### Exercice court
Extrayez toutes les lignes du matériel ci-dessous et reproduisez-les sans la moindre modification.

--- Données fournies ---

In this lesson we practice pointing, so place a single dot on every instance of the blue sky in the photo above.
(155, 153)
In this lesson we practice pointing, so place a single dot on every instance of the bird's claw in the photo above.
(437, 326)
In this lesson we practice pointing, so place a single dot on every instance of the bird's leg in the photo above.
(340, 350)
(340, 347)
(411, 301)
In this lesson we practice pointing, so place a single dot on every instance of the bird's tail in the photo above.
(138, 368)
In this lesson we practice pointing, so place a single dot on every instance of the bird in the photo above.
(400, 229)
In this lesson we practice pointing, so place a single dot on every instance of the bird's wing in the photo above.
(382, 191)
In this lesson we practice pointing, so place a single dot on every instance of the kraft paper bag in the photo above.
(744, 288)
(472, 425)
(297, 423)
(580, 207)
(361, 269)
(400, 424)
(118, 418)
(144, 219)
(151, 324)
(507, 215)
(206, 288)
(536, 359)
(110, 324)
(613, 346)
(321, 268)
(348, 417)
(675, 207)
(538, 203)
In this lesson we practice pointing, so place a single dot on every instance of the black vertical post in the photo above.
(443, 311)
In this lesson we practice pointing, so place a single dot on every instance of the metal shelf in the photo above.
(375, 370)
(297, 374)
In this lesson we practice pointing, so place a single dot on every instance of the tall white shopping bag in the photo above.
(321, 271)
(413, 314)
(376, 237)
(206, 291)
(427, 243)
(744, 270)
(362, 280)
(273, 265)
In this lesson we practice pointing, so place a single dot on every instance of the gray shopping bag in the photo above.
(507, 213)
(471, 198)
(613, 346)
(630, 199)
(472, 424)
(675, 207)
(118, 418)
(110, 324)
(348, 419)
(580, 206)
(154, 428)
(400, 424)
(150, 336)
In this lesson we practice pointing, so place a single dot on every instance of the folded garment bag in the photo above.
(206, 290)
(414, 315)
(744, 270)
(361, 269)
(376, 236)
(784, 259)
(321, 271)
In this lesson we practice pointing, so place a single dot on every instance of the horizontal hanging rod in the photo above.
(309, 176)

---

### Résultat obtenu
In this lesson we practice pointing, so place a single dot on every instance of the blue sky in the photo above.
(155, 153)
In this lesson we practice pointing, so place a single dot on every instance of the bird's claw in the photo above.
(437, 326)
In this lesson we practice pointing, so place a single dot on every instance of the bird's leg in the photo above.
(340, 350)
(340, 347)
(411, 301)
In this lesson we practice pointing, so place a single dot on every instance of the bird's tail in the photo above.
(138, 368)
In this lesson we practice pointing, so place a single dot on every instance of the bird in the photo above.
(400, 229)
In this lesson we practice pointing, so place a single dot on every instance of the bird's wing in the photo above.
(382, 191)
In this lesson we practice pointing, so place a single dot on every instance of the kraft paper bag in the photo above.
(744, 288)
(472, 425)
(297, 423)
(580, 207)
(361, 269)
(400, 424)
(118, 418)
(144, 219)
(151, 324)
(507, 215)
(206, 288)
(536, 359)
(110, 324)
(613, 346)
(321, 268)
(348, 417)
(675, 207)
(538, 203)
In this lesson we practice pointing, so place a single dot on every instance of the black vertical post in the photo above.
(443, 311)
In this lesson we practice pointing, so place a single dot on every instance of the metal shelf in the photo above.
(375, 370)
(297, 374)
In this lesson we practice pointing, so place a single dot on every instance of the tall white shopping bag in the photo above.
(321, 271)
(413, 314)
(376, 237)
(206, 291)
(427, 243)
(744, 270)
(362, 280)
(273, 265)
In this lesson we practice pointing, so place a single dot on every instance of the gray shopping bag in the photo above.
(507, 213)
(471, 198)
(613, 346)
(630, 199)
(472, 424)
(675, 207)
(118, 418)
(110, 324)
(348, 419)
(580, 206)
(154, 428)
(400, 424)
(150, 336)
In this lesson we practice pointing, so place a single dot on every instance of the folded garment bag in the photo above.
(206, 290)
(414, 315)
(744, 270)
(361, 269)
(376, 236)
(784, 259)
(321, 271)
In this lesson we practice pointing, so place a single dot on every instance of the horizontal hanging rod in the photo above.
(309, 176)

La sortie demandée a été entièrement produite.